### Required work
Starting at the line containing "Would you mind finding the windscreen" and ending after the line containing "[0,263,350,322]", convert only those lines below into a JSON list of strings with one string per line. Leave out any blank lines.

Object detection data

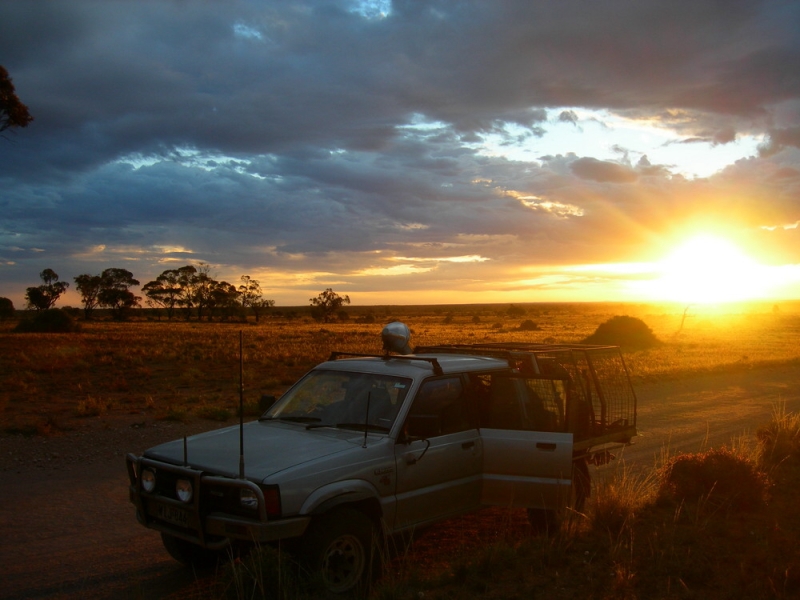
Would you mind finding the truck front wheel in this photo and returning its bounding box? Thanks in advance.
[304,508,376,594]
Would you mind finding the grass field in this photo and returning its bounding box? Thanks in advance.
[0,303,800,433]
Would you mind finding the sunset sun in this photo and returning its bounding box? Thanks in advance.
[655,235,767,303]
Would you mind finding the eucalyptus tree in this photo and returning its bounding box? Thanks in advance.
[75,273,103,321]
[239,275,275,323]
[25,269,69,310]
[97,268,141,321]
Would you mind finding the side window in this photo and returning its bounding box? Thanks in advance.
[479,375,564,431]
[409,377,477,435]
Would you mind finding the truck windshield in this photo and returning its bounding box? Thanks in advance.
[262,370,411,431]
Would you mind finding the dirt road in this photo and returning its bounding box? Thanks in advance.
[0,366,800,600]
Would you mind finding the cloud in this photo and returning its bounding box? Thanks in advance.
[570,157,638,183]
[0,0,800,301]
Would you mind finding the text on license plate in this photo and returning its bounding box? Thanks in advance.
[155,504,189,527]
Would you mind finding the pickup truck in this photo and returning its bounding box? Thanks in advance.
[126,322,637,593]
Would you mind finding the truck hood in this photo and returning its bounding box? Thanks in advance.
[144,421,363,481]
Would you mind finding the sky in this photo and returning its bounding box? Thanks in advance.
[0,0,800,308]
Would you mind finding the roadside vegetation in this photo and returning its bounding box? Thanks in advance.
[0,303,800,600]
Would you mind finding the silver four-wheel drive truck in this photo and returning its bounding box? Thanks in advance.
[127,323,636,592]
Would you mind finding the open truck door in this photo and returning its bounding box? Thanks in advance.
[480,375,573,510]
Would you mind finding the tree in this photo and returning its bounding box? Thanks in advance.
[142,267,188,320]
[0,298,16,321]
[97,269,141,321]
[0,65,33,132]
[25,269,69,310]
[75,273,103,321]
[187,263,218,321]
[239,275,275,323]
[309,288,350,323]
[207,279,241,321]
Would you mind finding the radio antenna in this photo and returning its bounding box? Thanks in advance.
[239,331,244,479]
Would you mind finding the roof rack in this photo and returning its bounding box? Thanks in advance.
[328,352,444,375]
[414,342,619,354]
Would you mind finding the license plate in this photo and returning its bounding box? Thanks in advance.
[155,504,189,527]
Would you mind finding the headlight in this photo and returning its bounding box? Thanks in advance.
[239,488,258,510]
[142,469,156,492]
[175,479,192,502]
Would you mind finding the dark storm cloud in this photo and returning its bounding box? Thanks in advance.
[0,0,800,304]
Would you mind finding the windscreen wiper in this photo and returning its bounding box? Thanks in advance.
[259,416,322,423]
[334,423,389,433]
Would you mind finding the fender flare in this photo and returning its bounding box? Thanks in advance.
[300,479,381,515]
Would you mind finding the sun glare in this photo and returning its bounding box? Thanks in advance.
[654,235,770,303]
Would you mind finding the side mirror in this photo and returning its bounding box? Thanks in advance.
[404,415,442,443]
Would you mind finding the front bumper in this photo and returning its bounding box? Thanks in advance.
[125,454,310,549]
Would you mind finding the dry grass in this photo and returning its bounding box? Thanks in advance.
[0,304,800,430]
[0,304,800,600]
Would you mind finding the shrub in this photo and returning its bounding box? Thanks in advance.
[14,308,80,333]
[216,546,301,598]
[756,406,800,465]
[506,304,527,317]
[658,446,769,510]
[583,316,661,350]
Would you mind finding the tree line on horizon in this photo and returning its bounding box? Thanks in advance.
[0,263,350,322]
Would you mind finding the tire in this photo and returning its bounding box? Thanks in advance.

--

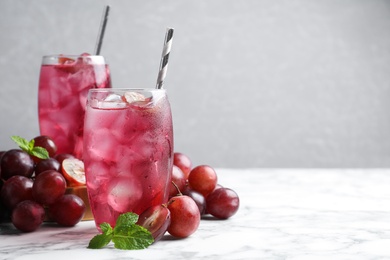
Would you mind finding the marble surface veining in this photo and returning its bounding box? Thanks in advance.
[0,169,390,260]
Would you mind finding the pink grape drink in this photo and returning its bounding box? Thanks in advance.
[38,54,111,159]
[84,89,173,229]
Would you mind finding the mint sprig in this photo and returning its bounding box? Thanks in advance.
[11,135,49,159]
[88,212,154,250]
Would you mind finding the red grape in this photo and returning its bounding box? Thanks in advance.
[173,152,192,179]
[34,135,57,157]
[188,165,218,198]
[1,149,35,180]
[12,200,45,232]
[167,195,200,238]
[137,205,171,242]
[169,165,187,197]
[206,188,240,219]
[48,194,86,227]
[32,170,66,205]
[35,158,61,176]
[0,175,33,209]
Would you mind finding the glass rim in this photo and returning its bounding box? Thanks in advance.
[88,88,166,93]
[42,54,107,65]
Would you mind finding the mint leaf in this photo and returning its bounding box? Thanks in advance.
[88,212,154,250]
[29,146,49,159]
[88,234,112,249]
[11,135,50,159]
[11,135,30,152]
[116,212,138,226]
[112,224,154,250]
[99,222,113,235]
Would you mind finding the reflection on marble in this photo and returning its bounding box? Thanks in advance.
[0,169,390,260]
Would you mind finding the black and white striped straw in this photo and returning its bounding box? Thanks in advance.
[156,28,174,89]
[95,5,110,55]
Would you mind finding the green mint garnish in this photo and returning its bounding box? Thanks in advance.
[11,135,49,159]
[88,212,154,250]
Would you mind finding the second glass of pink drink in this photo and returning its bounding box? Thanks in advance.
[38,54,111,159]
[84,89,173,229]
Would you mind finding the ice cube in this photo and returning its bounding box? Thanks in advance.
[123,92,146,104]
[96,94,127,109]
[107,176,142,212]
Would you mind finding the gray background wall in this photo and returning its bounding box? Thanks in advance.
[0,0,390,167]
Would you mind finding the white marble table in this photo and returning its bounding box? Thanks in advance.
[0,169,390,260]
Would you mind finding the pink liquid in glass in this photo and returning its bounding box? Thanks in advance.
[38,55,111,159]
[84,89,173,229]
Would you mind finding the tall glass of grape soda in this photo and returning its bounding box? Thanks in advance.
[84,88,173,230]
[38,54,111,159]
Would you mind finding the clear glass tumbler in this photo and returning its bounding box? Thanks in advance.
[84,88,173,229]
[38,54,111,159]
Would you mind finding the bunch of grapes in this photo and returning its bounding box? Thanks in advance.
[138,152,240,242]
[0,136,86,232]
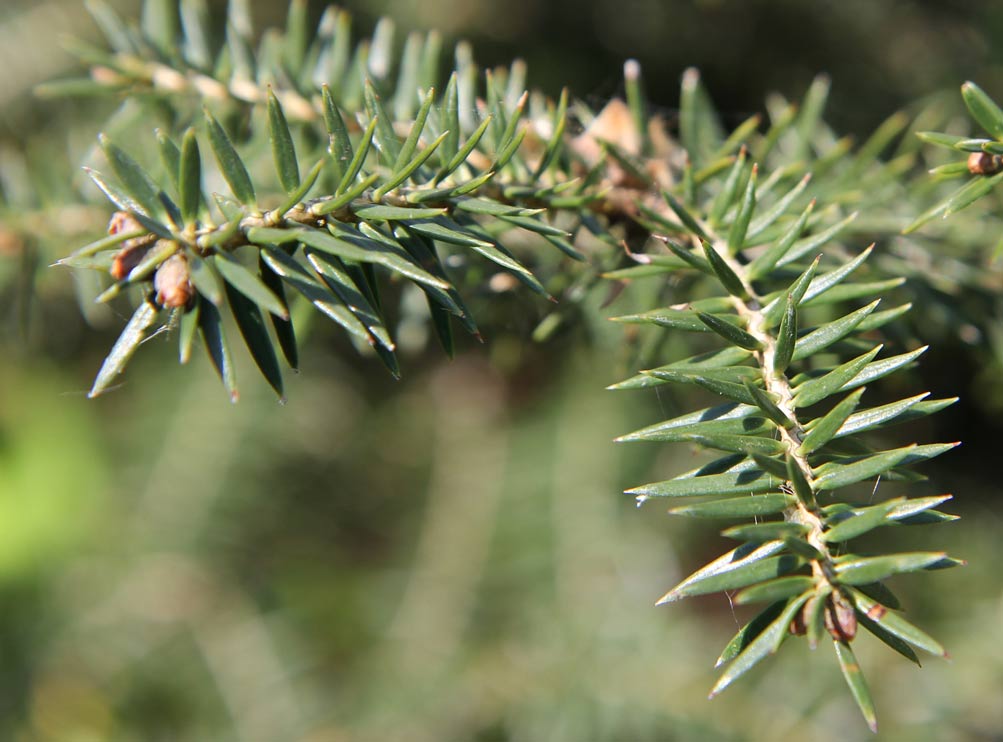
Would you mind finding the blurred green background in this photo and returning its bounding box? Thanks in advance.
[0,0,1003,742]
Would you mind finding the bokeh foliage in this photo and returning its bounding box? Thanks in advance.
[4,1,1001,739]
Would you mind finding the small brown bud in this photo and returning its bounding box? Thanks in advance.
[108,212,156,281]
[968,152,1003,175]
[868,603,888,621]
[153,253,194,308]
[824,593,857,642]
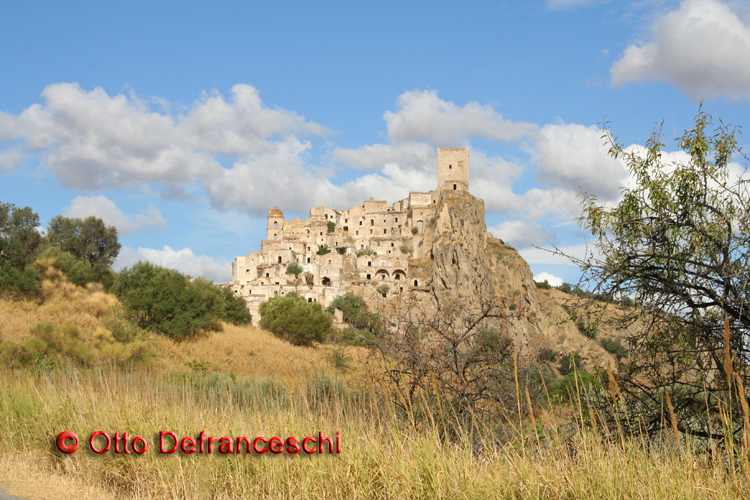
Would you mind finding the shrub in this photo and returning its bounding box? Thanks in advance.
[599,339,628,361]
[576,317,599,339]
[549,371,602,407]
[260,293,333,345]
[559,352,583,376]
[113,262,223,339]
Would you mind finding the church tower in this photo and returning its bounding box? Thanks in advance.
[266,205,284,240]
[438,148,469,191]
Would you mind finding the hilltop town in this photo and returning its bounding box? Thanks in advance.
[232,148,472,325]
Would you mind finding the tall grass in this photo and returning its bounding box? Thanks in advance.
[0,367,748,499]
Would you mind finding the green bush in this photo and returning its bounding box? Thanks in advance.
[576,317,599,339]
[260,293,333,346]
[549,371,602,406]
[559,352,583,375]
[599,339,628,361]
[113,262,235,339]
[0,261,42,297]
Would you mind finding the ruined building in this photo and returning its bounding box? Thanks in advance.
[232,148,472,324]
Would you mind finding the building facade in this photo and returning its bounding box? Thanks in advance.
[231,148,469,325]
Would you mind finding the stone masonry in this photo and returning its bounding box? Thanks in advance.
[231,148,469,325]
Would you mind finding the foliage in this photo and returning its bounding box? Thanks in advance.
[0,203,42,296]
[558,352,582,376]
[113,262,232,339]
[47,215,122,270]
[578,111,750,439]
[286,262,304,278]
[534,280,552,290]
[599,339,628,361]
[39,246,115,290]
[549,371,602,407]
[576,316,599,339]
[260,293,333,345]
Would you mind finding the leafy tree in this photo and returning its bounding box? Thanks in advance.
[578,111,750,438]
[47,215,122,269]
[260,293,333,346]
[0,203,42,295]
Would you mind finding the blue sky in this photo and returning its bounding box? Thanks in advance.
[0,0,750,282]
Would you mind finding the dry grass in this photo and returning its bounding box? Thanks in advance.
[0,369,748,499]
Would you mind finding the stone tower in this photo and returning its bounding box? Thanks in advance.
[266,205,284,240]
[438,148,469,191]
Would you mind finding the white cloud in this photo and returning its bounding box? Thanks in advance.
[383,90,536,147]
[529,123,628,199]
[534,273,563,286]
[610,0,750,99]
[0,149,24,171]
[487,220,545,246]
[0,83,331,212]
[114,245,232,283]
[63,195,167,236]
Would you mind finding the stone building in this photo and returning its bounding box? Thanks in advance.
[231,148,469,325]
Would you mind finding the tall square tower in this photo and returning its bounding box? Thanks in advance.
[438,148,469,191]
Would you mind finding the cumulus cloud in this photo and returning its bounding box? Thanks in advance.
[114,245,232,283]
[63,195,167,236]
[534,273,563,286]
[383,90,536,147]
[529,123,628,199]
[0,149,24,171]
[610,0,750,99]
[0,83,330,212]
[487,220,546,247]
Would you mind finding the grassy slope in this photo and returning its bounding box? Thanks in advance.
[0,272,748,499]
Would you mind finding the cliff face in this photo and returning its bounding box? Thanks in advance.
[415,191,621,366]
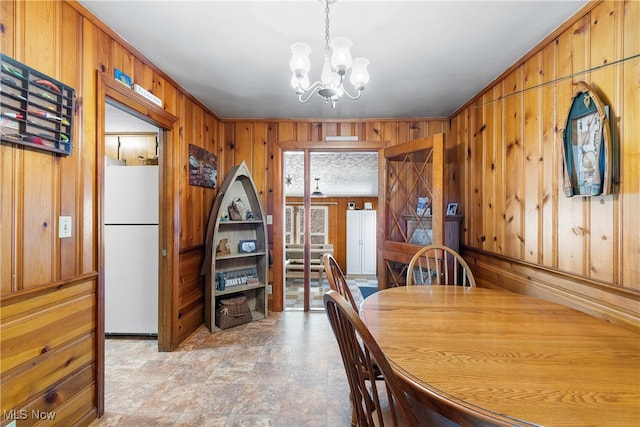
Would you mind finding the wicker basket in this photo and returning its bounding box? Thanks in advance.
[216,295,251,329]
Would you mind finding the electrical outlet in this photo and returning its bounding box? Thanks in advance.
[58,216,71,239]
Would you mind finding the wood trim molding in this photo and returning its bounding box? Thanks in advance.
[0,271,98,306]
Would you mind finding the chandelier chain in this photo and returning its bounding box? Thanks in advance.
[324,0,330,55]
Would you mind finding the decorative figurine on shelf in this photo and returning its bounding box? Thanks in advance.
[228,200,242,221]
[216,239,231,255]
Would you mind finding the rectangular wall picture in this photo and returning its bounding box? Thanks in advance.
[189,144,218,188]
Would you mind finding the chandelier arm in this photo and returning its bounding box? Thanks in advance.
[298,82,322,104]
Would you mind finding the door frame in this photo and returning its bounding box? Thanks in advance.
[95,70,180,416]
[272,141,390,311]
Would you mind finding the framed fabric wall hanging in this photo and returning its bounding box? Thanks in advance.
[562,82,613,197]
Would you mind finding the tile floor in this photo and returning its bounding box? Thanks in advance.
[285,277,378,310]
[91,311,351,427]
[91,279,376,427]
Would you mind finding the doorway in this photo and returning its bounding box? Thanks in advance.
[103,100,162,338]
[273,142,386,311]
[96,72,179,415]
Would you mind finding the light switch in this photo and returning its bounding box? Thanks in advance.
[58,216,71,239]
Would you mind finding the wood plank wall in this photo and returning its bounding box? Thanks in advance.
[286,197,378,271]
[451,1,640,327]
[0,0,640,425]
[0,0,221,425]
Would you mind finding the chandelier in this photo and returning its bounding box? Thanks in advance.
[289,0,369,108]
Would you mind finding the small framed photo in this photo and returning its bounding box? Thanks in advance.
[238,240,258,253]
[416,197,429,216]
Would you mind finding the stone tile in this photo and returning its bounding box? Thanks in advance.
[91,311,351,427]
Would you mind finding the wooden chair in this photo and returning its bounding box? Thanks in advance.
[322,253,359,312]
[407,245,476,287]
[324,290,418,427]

* * *

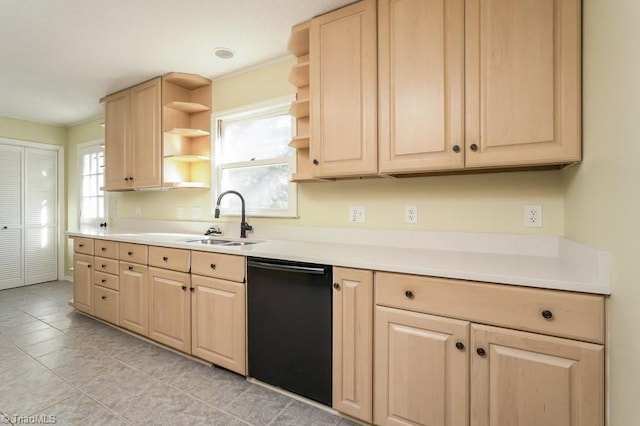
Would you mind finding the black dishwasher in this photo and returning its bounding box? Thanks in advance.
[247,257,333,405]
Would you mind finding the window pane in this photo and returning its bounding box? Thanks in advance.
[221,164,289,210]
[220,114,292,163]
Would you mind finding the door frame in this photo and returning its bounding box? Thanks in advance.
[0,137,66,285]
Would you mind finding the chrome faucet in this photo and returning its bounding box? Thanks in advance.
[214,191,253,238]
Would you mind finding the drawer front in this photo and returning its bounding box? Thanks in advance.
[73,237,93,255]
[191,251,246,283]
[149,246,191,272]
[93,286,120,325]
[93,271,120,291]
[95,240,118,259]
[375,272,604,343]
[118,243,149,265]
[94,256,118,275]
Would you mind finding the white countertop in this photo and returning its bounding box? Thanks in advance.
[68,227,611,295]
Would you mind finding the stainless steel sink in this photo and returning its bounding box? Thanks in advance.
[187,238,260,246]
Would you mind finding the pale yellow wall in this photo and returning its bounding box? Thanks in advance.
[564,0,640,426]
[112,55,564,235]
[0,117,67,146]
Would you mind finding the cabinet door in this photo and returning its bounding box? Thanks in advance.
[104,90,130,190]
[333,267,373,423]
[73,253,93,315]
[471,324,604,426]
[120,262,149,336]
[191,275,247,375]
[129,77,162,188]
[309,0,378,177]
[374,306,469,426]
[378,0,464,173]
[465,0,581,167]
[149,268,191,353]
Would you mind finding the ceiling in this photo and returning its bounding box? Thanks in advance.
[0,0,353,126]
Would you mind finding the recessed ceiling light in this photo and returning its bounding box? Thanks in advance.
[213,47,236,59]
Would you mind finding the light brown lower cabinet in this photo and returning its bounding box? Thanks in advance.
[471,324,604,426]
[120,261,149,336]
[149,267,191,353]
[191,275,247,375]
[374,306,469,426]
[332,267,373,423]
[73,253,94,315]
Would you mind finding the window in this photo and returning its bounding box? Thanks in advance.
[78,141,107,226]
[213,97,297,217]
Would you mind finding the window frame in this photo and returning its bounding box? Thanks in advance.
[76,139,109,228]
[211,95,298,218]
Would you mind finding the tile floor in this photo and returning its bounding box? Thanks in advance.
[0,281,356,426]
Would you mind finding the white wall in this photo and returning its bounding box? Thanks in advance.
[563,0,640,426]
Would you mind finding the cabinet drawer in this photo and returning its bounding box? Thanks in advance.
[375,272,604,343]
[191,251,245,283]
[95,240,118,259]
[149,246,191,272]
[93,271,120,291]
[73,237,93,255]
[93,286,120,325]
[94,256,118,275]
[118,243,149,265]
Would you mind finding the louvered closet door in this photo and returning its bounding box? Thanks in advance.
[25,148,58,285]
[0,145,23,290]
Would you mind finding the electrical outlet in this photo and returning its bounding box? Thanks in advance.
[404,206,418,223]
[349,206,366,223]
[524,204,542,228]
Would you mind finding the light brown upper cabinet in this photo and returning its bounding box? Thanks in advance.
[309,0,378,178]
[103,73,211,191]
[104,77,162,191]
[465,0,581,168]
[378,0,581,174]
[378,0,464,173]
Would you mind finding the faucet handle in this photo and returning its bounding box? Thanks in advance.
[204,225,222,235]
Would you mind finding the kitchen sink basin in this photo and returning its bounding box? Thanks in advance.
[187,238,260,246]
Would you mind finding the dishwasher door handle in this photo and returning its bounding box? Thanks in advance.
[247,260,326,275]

### Exercise response
[
  "Would you mind finding the windscreen wiper in this photo and returning its bounding box? Thanks in advance.",
  "[259,416,322,423]",
  "[334,423,389,433]",
  "Would you mind finding the fender flare in this photo and returning its bounding box? Thanks in advance.",
  "[300,479,381,515]",
  "Would you mind finding the sun glare in this photo and returning its bounding box? Thanks in advance.",
  "[654,235,770,303]",
  "Would you mind finding the side mirror in this photo and returning its bounding box? Thanks in advance.",
  "[404,415,442,443]",
  "Would you mind finding the front bumper in this photo and returning its bounding box? Thanks in advance.",
  "[125,454,310,549]",
  "Would you mind finding the dry grass in this photo and returning its bounding box? Thanks in advance.",
  "[0,304,800,430]",
  "[0,304,800,600]",
  "Would you mind finding the shrub in this photo and returning its bounding box? Thanks in advance.",
  "[14,308,80,333]",
  "[216,546,301,598]",
  "[756,406,800,465]",
  "[506,304,527,317]",
  "[658,446,769,510]",
  "[583,316,661,350]",
  "Would you mind finding the tree line on horizon in this photo and returning its bounding box? Thanks in advance.",
  "[0,263,350,322]"
]